◆ PROBLEMS AND TASKS:
A) In the Lyon County Courthouse text, how much did the present courthouse cost to build?
B) Continue the Lyon County Courthouse text from its last sentence.

The Lyon County Courthouse is located in Rock Rapids, Iowa, United States. It was listed on the National Register of Historic Places in 1979. The courthouse is the second building the county has used for court functions and county administration.

==History==
Lyon County was organized in 1872, and county business was done in the private homes of county officials in Beloit. In 1873 Rock Rapids was chosen as the county seat because of its central location, and the first courthouse was erected in 1875. It was a three-story frame structure with a hipped roof and bracketed eaves. The building was moved a few blocks away and became an apartment building after it was stuccoed and painted green. The present courthouse was begun in 1916 and was completed the following year for $109,695.13.

◆ RECORDED INFORMATION:
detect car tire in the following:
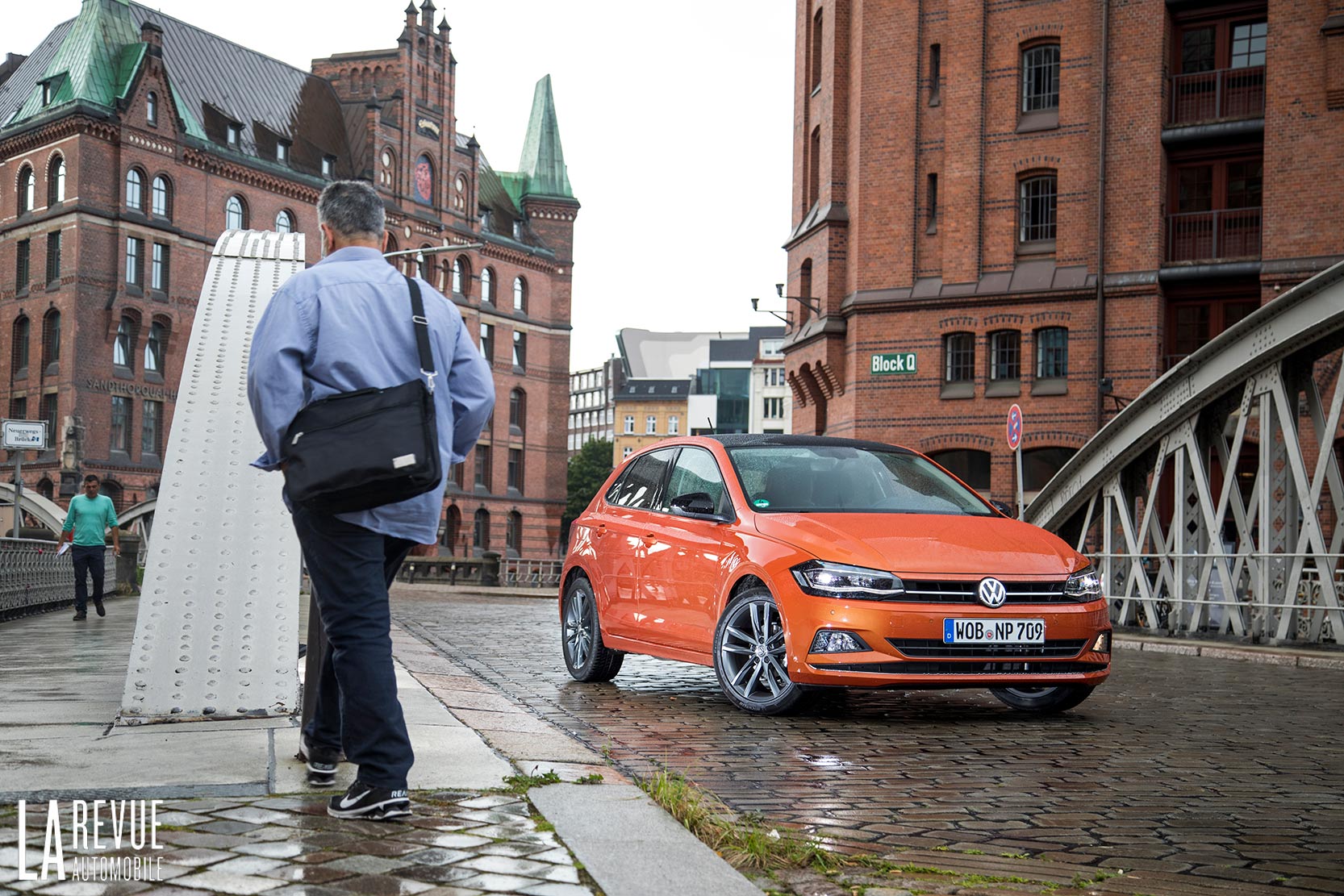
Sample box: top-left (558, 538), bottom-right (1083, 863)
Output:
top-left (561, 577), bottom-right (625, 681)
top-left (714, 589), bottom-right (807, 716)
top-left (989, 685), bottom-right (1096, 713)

◆ ANSWERS:
A) $109,695.13

B)
==Architecture==
The courthouse was designed in the Beaux-Arts style by Sioux Falls architect Joseph Schwartz. The main facade has a loggia in the center that features eight columns from the second floor to the top of the third floor with recessed windows in between. The cornice runs below the wide band along the roofline, which is flat. The Bedford stone clad building measures approximately 110 by 71 ft and is 52 ft high. A lion couchant is located above the main entrance, and is a play on the county's name Lyon. The central rotunda on the interior features an art glass skylight dome and the county seal in a mosaic of ceramic tile on the floor. Wainscoting in the main staircases and corridors is Italian marble. Four murals on the third floor are named Pioneer, Immigrant, Rock Rapids 1873, and Modern Farm 1917. They are possibly the work of William Peaco, who has similar murals in the Greene County Courthouse in Jefferson.